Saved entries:
%%
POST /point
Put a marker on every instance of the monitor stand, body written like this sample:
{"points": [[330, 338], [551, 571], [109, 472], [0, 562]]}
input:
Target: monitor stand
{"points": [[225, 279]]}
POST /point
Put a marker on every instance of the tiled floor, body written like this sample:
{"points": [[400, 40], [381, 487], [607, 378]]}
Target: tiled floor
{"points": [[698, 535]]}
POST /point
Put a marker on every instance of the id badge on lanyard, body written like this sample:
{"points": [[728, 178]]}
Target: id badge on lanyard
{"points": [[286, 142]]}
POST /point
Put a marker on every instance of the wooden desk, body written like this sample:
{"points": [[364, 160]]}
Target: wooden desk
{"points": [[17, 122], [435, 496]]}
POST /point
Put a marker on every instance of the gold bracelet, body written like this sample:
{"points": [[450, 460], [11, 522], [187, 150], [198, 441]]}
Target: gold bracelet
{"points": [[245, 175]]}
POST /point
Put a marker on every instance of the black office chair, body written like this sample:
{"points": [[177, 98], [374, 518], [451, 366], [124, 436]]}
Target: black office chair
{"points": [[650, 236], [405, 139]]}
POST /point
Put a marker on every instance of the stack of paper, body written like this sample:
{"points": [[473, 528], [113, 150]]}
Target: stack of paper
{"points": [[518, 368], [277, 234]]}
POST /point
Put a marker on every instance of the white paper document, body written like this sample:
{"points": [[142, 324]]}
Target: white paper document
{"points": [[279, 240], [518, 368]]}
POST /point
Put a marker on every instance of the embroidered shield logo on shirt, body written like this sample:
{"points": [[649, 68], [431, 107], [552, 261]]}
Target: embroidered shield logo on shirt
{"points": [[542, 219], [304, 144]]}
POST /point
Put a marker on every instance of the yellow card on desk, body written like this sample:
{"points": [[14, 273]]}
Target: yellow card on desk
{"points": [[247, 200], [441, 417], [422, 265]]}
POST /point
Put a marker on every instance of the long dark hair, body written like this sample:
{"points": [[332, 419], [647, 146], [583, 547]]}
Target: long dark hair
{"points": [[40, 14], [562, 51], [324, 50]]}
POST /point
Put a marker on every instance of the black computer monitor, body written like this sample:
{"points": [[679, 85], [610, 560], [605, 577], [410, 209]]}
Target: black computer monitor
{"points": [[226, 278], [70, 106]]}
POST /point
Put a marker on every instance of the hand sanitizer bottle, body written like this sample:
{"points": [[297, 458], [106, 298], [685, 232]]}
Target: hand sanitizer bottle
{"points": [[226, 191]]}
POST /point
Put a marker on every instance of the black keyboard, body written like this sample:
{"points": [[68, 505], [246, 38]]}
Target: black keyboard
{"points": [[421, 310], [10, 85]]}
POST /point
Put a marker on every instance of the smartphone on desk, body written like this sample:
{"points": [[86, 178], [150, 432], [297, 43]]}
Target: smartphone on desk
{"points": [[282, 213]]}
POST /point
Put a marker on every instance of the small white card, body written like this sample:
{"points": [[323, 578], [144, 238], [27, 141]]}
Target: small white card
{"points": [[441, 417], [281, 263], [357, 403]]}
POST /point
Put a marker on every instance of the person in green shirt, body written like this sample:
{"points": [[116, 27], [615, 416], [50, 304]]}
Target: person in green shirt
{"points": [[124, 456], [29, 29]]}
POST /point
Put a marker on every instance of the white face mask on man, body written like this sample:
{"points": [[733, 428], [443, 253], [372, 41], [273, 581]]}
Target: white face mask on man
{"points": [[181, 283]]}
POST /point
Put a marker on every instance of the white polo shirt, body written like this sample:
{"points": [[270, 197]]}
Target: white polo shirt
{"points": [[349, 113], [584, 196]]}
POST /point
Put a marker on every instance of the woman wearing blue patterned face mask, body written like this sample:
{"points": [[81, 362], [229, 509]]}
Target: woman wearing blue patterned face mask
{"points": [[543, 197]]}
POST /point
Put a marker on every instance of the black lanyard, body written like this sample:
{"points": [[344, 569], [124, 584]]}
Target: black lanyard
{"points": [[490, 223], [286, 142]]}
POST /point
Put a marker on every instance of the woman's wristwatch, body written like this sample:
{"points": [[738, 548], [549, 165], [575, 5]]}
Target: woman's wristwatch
%%
Work order: Where a line of the records holds the word "wristwatch", copy that line.

Output of the task:
Put a marker on every instance of the woman's wristwatch, body written like this sample:
Target: woman's wristwatch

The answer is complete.